**WORK TO COMPLETE**:
Some entries follow. Reproduce exactly the lines starting at the one with "job | pin one point per instance of the pen" and stopping after the one with "job | pin one point per instance of the wooden desk".

- - - - -

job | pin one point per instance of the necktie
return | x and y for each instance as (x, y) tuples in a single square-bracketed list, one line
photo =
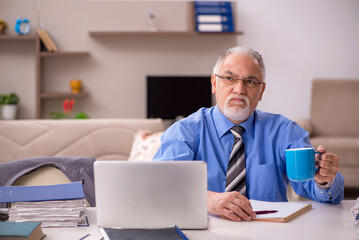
[(236, 171)]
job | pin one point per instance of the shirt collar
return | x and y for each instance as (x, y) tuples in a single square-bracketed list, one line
[(223, 124)]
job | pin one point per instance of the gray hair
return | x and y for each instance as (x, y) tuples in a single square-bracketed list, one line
[(240, 50)]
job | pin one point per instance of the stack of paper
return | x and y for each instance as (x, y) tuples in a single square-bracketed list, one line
[(68, 213), (61, 205)]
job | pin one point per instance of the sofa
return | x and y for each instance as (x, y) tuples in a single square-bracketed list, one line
[(102, 139), (334, 119)]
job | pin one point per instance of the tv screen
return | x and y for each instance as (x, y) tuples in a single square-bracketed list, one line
[(169, 97)]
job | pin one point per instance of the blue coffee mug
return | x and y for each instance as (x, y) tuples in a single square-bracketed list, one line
[(300, 164)]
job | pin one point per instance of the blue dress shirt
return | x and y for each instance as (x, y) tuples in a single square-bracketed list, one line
[(205, 135)]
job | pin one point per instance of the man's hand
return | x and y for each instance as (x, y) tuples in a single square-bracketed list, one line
[(328, 164), (231, 205)]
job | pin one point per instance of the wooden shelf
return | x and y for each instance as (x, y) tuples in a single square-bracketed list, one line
[(63, 54), (57, 95), (18, 37), (158, 34)]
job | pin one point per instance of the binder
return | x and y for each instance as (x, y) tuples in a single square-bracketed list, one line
[(214, 18), (214, 27), (212, 4), (65, 191), (213, 10)]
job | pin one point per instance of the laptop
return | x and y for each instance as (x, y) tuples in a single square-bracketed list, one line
[(151, 194)]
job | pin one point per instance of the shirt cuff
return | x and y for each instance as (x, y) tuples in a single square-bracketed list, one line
[(327, 194), (327, 185)]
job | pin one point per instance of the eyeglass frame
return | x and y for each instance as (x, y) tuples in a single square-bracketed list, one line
[(245, 81)]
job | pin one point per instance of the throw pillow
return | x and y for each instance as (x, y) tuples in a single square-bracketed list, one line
[(144, 146)]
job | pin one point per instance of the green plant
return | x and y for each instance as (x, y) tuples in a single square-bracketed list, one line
[(11, 98)]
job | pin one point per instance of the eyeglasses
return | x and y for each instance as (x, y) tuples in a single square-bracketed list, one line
[(250, 82)]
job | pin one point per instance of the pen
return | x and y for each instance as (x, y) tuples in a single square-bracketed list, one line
[(84, 236), (265, 212)]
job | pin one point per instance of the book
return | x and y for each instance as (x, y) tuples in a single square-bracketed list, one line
[(214, 27), (47, 40), (21, 231), (173, 233), (66, 191), (214, 10), (60, 205), (215, 18), (285, 211), (212, 4)]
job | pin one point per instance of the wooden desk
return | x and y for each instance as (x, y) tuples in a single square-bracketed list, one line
[(323, 221)]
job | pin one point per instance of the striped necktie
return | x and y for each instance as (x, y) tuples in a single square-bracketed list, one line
[(236, 171)]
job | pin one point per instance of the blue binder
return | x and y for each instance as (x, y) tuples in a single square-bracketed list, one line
[(214, 18), (214, 27), (212, 4), (65, 191)]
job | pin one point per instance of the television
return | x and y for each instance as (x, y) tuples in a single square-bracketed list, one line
[(169, 97)]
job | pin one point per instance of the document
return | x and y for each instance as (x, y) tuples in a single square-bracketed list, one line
[(285, 211), (173, 233)]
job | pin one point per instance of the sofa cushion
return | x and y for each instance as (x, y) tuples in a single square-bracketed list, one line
[(109, 139), (347, 148), (334, 107), (145, 145)]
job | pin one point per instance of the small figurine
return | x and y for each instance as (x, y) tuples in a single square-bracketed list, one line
[(2, 26), (22, 26)]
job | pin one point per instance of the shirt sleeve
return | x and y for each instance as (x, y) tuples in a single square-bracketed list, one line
[(310, 189), (177, 143)]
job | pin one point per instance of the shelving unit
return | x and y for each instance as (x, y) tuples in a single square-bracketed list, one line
[(41, 95), (41, 56), (18, 37)]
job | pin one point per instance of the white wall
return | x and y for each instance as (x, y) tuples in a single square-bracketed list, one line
[(299, 40)]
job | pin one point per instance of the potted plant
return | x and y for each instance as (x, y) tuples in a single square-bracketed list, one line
[(9, 103)]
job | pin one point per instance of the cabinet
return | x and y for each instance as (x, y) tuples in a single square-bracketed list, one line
[(40, 94)]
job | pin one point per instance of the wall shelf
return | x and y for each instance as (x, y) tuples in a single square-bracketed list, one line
[(41, 95), (18, 37), (158, 33), (57, 95), (62, 54)]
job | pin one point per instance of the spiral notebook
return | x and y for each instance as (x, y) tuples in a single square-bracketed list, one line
[(286, 211)]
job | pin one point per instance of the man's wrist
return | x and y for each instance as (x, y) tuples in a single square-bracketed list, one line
[(325, 185)]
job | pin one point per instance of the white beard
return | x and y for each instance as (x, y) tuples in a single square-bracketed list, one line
[(236, 113)]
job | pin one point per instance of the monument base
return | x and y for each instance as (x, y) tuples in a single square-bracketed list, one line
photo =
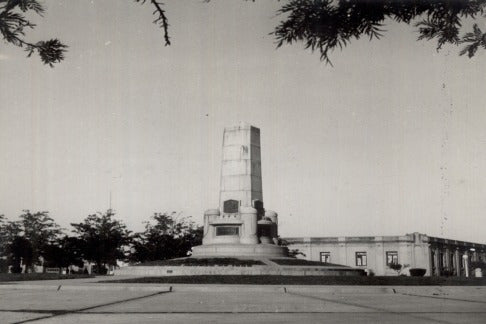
[(240, 250)]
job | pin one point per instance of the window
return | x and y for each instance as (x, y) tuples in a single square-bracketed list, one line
[(391, 257), (361, 259), (227, 230), (326, 257)]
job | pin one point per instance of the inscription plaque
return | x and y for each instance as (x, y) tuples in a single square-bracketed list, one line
[(231, 206)]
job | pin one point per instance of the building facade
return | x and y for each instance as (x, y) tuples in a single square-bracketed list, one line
[(377, 253)]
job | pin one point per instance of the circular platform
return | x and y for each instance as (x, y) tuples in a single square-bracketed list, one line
[(240, 250)]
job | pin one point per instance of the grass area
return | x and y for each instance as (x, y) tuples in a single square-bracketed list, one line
[(39, 276), (311, 280), (302, 262), (204, 262)]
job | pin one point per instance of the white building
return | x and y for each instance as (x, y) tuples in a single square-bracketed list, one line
[(437, 255)]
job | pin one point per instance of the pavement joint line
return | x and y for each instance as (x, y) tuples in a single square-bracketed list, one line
[(66, 312), (376, 309), (81, 310), (447, 298)]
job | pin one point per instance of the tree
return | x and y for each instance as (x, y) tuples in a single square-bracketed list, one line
[(13, 23), (165, 237), (34, 232), (395, 266), (20, 251), (64, 252), (40, 230), (322, 25), (325, 25), (103, 239)]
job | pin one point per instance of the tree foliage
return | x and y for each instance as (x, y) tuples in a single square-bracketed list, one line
[(325, 25), (14, 23), (322, 25), (395, 266), (165, 237), (40, 230), (103, 238), (65, 252)]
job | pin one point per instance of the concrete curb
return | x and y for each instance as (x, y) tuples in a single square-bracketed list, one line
[(424, 290), (90, 287)]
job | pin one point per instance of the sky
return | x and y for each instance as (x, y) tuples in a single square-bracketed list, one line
[(389, 140)]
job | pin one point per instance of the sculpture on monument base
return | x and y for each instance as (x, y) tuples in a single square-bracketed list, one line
[(241, 226)]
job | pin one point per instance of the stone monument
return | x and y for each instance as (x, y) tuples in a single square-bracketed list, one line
[(240, 226)]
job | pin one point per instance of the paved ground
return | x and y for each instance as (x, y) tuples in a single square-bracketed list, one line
[(85, 301)]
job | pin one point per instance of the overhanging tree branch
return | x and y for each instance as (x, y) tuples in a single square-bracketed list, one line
[(161, 19)]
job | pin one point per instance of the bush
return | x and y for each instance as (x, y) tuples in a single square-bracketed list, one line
[(478, 264), (417, 272)]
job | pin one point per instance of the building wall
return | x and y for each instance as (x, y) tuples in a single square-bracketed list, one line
[(438, 256)]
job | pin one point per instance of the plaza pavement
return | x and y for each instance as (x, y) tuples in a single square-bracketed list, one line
[(86, 301)]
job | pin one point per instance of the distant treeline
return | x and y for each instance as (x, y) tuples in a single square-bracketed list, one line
[(35, 240)]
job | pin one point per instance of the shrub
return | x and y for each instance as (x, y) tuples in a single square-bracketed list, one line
[(478, 264), (395, 266), (417, 272)]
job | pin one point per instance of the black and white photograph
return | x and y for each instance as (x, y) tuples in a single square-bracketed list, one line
[(242, 161)]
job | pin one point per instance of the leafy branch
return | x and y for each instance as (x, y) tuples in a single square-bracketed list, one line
[(325, 25), (13, 24), (161, 18)]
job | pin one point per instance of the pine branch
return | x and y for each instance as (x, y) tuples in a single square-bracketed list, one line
[(161, 19)]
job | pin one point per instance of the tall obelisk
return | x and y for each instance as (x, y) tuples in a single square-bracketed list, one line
[(241, 171)]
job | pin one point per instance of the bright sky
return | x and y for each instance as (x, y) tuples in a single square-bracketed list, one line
[(389, 141)]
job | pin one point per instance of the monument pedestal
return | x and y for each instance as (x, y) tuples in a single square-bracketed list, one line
[(240, 250)]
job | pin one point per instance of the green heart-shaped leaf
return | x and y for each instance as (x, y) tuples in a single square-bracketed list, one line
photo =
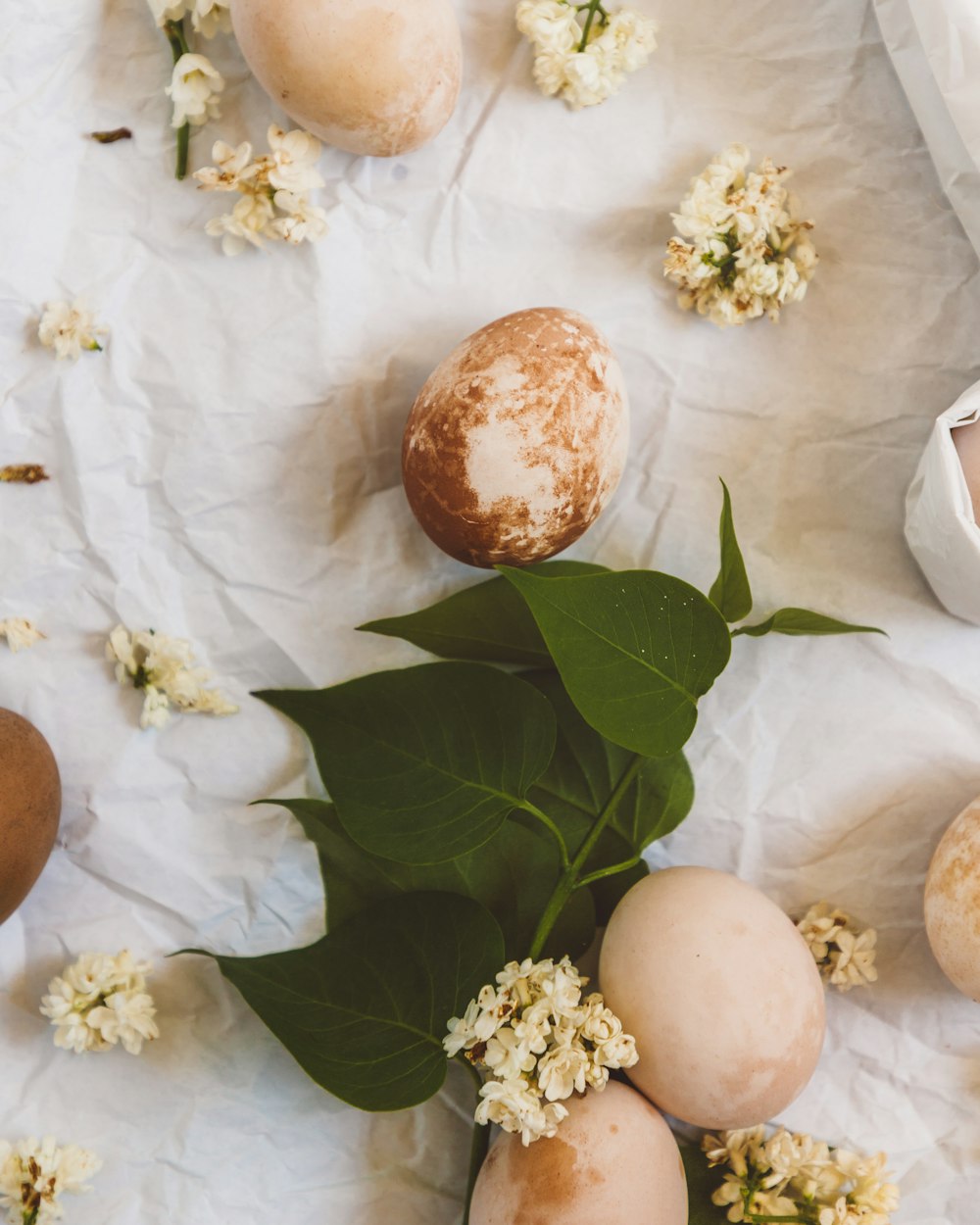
[(425, 763), (702, 1182), (636, 650), (488, 621), (803, 621), (583, 773), (364, 1010), (511, 876), (730, 593)]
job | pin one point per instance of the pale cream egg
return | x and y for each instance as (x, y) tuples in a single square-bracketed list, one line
[(719, 991), (952, 902), (376, 77), (29, 808), (518, 439), (612, 1161)]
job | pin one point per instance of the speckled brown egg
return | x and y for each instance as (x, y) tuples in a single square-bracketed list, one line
[(517, 440), (377, 77), (952, 902), (29, 808), (612, 1161), (719, 991)]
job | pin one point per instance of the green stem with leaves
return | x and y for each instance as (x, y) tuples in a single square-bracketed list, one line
[(571, 877), (177, 39)]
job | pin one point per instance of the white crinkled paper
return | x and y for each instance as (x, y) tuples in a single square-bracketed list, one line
[(228, 470), (935, 45), (940, 523)]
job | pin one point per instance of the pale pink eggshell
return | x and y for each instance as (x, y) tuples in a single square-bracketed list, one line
[(719, 991), (966, 441), (376, 77), (952, 902), (613, 1161), (518, 439)]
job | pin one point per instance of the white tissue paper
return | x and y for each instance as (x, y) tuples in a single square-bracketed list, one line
[(228, 470), (940, 523)]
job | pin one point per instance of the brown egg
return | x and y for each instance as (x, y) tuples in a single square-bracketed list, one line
[(29, 808), (377, 77), (952, 902), (612, 1161), (719, 991), (517, 440)]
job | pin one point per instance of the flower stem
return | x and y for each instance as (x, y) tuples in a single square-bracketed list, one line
[(596, 9), (603, 872), (177, 39), (478, 1146), (569, 877)]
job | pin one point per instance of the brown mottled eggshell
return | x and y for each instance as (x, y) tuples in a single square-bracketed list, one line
[(517, 440), (29, 808), (613, 1161), (952, 902), (377, 77), (719, 991)]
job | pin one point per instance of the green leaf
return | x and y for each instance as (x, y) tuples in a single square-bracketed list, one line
[(702, 1182), (730, 593), (364, 1010), (488, 621), (424, 763), (583, 773), (511, 876), (636, 651), (803, 621), (609, 892)]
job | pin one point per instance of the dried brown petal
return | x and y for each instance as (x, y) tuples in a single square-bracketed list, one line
[(24, 473)]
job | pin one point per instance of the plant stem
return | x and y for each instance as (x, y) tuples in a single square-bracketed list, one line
[(177, 39), (596, 8), (478, 1146), (601, 875), (478, 1150), (568, 878), (527, 807)]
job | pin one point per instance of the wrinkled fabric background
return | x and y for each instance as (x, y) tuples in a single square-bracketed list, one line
[(228, 470)]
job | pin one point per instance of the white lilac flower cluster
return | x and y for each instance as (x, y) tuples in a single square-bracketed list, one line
[(274, 191), (101, 1001), (795, 1177), (33, 1175), (745, 254), (163, 667), (20, 633), (195, 82), (68, 328), (844, 952), (582, 53), (540, 1043)]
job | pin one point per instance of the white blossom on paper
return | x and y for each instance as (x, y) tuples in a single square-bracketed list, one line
[(582, 52), (20, 633), (540, 1043), (194, 91), (101, 1001), (795, 1177), (165, 669), (207, 16), (740, 253), (35, 1174), (274, 191), (844, 952), (68, 328)]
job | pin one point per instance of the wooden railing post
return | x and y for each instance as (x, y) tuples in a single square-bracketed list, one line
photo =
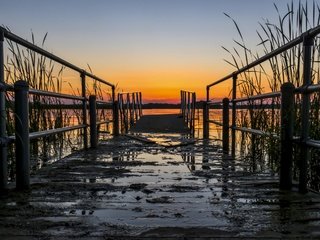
[(84, 109), (205, 120), (22, 143), (305, 108), (286, 135), (3, 131), (225, 127), (93, 121), (233, 115), (115, 118)]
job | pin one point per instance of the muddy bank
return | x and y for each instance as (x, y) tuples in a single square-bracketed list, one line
[(128, 189)]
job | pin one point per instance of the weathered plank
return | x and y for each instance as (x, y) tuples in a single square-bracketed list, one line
[(164, 123)]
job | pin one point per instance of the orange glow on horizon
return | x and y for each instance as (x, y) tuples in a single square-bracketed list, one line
[(164, 86)]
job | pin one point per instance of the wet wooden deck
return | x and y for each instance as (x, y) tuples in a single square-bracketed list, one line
[(162, 123), (126, 189)]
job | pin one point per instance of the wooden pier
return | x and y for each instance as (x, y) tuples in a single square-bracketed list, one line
[(127, 189), (164, 123)]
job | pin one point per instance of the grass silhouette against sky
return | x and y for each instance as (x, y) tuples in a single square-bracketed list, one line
[(158, 47)]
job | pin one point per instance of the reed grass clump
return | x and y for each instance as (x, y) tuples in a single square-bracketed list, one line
[(269, 76)]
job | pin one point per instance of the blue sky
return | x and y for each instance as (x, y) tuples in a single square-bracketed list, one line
[(123, 38)]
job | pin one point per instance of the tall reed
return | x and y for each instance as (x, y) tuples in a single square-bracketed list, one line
[(286, 67)]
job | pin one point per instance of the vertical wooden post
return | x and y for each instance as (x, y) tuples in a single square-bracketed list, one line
[(84, 109), (225, 127), (193, 115), (21, 104), (205, 120), (286, 135), (93, 121), (3, 131), (305, 108), (115, 118), (140, 104), (234, 115)]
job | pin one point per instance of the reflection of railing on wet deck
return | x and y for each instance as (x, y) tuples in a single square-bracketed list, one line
[(287, 97), (23, 98)]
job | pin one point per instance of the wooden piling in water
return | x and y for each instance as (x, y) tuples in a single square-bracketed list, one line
[(225, 127), (93, 121), (286, 135), (21, 89)]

- - - - -

**REPLY TO THE TASK**:
job | pin one point per instance of the pen
return | x and y for each instance as (x, y) tuples in a single square-bracketed list, one line
[(84, 236), (265, 212)]
job | pin one point per instance of the book
return | x and y for each instance as (x, y) tuples in a single square-bracketed list, one line
[(214, 27), (47, 40), (21, 231), (173, 233), (66, 191), (214, 10), (60, 205), (215, 18), (285, 211), (212, 4)]
job | pin one point per instance of the wooden desk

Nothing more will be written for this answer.